**Input for this task**
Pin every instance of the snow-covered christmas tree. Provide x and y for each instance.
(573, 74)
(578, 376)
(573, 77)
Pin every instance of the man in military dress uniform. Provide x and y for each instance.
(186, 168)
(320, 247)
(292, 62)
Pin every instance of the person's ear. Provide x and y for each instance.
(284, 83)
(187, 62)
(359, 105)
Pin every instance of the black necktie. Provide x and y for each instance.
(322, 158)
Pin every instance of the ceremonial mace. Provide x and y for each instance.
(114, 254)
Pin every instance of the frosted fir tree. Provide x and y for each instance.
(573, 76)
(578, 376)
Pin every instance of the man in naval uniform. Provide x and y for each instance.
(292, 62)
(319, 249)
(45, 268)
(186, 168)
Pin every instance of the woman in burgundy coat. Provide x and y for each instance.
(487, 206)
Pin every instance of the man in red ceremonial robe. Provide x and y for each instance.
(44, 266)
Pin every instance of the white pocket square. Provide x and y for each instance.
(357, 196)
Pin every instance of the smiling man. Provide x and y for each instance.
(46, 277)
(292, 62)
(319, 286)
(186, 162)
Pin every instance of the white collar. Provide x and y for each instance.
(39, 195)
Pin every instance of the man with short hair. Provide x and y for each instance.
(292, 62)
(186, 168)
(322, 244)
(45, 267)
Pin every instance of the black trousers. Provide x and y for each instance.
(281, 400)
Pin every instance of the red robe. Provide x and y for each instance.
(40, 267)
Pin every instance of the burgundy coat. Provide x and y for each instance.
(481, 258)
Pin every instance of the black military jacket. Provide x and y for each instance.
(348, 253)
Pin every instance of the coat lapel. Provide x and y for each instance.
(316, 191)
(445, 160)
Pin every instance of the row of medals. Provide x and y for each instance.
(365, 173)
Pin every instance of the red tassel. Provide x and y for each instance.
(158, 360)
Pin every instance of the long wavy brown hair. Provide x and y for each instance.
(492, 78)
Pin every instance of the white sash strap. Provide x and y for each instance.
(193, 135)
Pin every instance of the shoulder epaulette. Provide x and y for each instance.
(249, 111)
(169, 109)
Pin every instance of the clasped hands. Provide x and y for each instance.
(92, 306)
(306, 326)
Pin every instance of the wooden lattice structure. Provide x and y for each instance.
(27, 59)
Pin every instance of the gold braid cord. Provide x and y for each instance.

**To do**
Can you give everything from the line containing "Pin every instance of the black trousers." down through the last of the entries again, swapping "red tassel" for "crimson tassel" and leaving the rest untouched?

**Output of the exercise**
Pin every instance of the black trousers. Provide x and y for each instance.
(281, 400)
Pin every instance of the red robe. Provide x and y for each instance.
(40, 267)
Pin every instance of the burgundy coat. Provide x and y for each instance.
(481, 258)
Pin every instance of the black military jacket. Provide x and y for each instance.
(348, 253)
Pin every instance of the coat lapel. Provide x and y for each instance.
(316, 191)
(445, 160)
Pin every instance of the row of medals. Provide x and y for each instance.
(365, 173)
Pin every instance of the crimson tassel. Provide x and y for each instance.
(158, 360)
Pin every instance of the long wavy brown hair. Provide x and y for each instance.
(492, 78)
Pin every instance of the white sash strap. Provide x and y for each instance.
(193, 135)
Pin every instance of the shoulder epaulette. Provide x and y for each instance.
(249, 111)
(169, 109)
Pin every instance of the clasped hands. Provide x and y for each instance.
(92, 306)
(306, 326)
Pin every instance of the wooden lattice structure. Provide x and y for each instance.
(27, 59)
Pin every instance of the gold braid cord. Provide x and y for each instance.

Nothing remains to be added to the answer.